### Description of the task
Print the rows from the line containing "Where is the exposed" through the line containing "[16,210,202,390]", copying them with no changes and leaving out everything else.

** Start Records provided **

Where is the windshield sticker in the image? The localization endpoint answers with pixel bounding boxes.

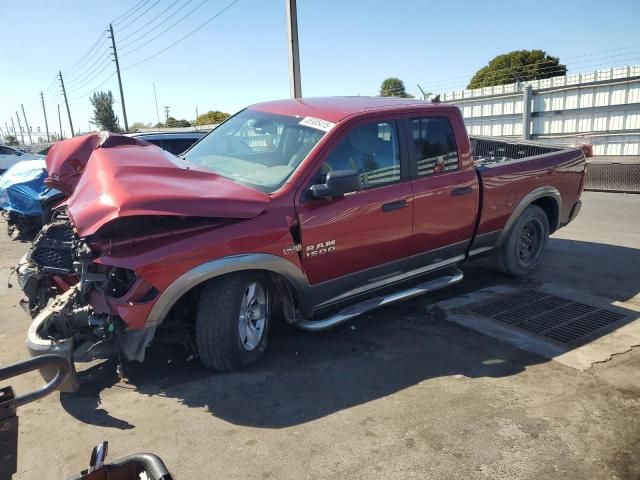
[300,117,336,132]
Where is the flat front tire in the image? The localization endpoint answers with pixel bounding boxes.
[496,205,549,277]
[196,272,271,372]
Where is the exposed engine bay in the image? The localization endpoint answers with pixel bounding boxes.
[17,213,124,360]
[16,210,202,390]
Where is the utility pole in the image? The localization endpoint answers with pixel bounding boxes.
[40,90,51,143]
[153,82,160,123]
[16,110,26,145]
[58,104,64,140]
[416,83,429,100]
[285,0,302,98]
[20,103,33,145]
[11,117,24,143]
[109,24,129,132]
[58,72,75,137]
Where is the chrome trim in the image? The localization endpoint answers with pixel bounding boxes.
[496,185,562,247]
[145,253,309,327]
[294,269,464,332]
[469,247,493,257]
[313,253,464,310]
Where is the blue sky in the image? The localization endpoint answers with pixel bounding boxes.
[0,0,640,139]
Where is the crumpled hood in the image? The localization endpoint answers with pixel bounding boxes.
[47,134,271,236]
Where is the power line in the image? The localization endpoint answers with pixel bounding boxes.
[111,0,150,25]
[69,72,116,101]
[120,0,193,43]
[63,33,106,73]
[67,46,109,85]
[118,0,160,31]
[123,0,240,70]
[120,0,209,57]
[69,57,111,93]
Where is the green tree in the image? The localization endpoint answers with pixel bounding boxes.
[129,122,151,132]
[158,117,191,128]
[467,50,567,88]
[380,77,413,98]
[89,90,121,132]
[4,135,20,145]
[194,110,231,125]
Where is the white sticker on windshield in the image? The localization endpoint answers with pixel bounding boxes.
[300,117,336,132]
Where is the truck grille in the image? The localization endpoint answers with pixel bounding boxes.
[31,221,75,273]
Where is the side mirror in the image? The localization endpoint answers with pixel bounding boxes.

** End Records provided **

### Completed exercise
Where is the exposed engine bay in the image? The localization endpoint answers with pixel bounding boxes.
[17,213,124,360]
[16,210,202,390]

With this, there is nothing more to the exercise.